## WHAT IS ASKED
Count the lines in the items below that contain the string "small". Reply with the number alone.

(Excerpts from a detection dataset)
◇ ◇ ◇ ◇ ◇
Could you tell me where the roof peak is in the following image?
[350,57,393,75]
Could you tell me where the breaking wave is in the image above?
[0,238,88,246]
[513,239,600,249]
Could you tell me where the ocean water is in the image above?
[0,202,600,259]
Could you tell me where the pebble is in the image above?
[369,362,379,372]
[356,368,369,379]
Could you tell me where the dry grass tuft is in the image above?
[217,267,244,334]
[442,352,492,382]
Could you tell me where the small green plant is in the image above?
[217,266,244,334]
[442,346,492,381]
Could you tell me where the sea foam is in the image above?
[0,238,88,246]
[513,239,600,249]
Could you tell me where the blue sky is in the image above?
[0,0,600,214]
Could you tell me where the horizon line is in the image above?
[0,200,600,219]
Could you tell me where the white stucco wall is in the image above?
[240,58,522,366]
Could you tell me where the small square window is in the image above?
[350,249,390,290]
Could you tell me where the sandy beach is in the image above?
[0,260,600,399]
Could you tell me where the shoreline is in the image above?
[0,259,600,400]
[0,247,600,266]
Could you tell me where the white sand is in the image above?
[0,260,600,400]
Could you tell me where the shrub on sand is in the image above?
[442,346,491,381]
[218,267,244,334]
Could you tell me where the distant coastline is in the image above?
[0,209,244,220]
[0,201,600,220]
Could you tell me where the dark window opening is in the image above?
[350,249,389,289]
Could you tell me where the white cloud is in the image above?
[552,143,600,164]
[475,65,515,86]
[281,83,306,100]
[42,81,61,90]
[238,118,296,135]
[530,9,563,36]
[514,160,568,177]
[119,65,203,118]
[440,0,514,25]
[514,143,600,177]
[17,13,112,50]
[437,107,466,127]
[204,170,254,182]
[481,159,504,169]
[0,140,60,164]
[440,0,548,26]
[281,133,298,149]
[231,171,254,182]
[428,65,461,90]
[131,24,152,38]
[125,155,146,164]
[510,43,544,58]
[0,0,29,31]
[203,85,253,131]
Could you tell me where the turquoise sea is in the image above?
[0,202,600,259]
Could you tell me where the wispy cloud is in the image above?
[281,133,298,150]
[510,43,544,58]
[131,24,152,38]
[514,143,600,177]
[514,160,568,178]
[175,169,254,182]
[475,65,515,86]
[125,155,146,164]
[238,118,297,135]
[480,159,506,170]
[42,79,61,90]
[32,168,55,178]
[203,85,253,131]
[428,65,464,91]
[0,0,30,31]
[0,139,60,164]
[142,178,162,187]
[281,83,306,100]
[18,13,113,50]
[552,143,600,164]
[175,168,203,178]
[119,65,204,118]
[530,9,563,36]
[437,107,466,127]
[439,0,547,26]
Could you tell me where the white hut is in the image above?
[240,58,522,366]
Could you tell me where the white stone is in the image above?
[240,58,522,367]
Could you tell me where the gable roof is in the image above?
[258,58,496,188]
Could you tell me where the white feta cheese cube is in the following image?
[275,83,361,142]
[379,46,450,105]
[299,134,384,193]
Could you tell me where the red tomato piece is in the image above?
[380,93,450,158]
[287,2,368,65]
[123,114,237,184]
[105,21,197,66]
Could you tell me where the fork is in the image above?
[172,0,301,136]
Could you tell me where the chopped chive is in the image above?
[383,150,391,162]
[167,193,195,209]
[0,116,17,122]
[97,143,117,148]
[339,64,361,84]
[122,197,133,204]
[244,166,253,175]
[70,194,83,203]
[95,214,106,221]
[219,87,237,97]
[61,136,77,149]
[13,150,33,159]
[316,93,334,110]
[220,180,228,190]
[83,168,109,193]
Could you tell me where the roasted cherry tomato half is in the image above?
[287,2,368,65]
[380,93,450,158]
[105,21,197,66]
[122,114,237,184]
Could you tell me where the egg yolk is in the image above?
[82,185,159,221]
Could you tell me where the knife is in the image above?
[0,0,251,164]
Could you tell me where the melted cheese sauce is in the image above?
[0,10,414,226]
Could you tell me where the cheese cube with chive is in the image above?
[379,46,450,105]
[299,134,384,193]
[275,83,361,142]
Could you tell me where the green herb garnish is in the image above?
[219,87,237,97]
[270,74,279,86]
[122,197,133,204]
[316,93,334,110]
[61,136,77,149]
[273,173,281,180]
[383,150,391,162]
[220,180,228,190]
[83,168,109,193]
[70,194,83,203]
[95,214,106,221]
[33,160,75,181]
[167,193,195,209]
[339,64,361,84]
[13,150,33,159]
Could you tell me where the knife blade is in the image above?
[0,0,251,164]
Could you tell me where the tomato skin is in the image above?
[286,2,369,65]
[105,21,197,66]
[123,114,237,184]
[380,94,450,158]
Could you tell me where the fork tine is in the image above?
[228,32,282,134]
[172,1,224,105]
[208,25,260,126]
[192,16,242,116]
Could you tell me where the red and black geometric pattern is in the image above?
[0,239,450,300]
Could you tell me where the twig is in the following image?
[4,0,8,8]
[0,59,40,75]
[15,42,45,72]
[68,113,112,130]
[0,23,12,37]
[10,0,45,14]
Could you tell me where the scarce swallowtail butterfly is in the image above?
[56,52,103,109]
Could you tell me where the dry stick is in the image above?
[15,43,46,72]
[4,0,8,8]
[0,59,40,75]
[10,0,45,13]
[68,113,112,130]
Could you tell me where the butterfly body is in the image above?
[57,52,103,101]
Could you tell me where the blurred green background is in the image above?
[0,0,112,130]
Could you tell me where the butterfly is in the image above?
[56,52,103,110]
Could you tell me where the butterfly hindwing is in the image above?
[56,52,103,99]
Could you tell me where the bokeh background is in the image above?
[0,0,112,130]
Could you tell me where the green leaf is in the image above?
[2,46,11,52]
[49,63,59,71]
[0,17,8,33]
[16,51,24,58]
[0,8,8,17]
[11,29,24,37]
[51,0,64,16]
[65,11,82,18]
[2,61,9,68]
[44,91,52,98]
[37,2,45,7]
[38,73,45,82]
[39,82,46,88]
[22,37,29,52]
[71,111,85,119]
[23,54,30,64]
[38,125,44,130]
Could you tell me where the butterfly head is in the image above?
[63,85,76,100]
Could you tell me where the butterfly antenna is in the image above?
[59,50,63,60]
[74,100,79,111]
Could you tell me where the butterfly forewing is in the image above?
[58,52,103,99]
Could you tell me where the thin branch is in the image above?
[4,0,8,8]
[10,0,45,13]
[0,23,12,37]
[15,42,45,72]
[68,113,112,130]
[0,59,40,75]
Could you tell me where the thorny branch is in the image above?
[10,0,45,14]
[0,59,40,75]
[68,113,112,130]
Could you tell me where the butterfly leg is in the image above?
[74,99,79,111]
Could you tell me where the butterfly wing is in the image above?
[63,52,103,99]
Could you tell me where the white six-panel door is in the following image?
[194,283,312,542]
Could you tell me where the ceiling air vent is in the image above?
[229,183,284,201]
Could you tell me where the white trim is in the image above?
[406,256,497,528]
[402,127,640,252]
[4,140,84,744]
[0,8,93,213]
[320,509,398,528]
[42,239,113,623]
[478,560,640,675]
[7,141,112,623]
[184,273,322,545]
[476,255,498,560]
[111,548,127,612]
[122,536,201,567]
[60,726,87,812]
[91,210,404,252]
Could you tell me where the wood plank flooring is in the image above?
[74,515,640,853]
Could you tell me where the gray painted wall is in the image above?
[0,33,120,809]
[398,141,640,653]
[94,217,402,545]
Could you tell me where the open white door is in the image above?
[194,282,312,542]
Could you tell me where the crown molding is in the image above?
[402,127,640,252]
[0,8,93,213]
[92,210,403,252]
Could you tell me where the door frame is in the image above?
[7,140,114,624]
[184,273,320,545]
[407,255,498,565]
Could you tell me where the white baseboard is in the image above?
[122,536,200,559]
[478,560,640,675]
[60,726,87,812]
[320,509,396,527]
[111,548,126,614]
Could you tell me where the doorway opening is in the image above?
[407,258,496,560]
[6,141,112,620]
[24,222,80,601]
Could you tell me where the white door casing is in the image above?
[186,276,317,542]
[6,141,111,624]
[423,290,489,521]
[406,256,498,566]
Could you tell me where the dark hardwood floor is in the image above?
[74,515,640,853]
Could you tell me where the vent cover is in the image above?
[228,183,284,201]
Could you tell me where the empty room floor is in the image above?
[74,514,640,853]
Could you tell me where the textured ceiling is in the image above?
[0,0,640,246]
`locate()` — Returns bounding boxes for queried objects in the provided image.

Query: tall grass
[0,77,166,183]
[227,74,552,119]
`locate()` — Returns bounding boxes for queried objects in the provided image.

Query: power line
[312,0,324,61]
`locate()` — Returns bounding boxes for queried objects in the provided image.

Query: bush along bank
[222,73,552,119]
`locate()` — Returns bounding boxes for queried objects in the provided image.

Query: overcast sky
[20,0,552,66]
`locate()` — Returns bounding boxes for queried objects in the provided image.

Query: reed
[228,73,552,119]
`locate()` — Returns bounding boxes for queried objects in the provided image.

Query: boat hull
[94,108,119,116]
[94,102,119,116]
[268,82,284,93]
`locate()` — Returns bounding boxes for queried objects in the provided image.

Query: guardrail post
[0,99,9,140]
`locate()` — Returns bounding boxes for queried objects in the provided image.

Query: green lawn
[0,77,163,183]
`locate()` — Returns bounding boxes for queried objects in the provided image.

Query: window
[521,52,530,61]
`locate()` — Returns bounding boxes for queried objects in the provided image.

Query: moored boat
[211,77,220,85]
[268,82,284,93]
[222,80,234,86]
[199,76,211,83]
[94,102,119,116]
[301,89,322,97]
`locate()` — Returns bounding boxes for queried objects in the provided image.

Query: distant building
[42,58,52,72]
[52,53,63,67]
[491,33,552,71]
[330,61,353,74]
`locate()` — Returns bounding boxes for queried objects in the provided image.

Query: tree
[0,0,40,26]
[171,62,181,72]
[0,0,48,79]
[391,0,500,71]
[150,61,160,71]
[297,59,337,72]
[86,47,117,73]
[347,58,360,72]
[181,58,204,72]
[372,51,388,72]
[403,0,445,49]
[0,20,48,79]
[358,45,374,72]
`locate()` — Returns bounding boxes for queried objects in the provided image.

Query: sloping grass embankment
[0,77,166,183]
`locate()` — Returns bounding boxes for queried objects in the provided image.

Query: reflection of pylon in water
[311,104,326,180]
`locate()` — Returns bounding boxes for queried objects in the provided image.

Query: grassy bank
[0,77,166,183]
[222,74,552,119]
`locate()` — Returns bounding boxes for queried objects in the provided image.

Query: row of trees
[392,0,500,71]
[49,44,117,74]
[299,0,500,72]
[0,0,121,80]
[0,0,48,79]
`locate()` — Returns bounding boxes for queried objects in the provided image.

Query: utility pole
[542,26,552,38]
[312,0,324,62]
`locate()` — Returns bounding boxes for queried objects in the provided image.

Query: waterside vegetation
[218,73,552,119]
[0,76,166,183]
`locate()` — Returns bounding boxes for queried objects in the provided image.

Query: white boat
◇ ◇ ◇ ◇ ◇
## CORRECT OUTPUT
2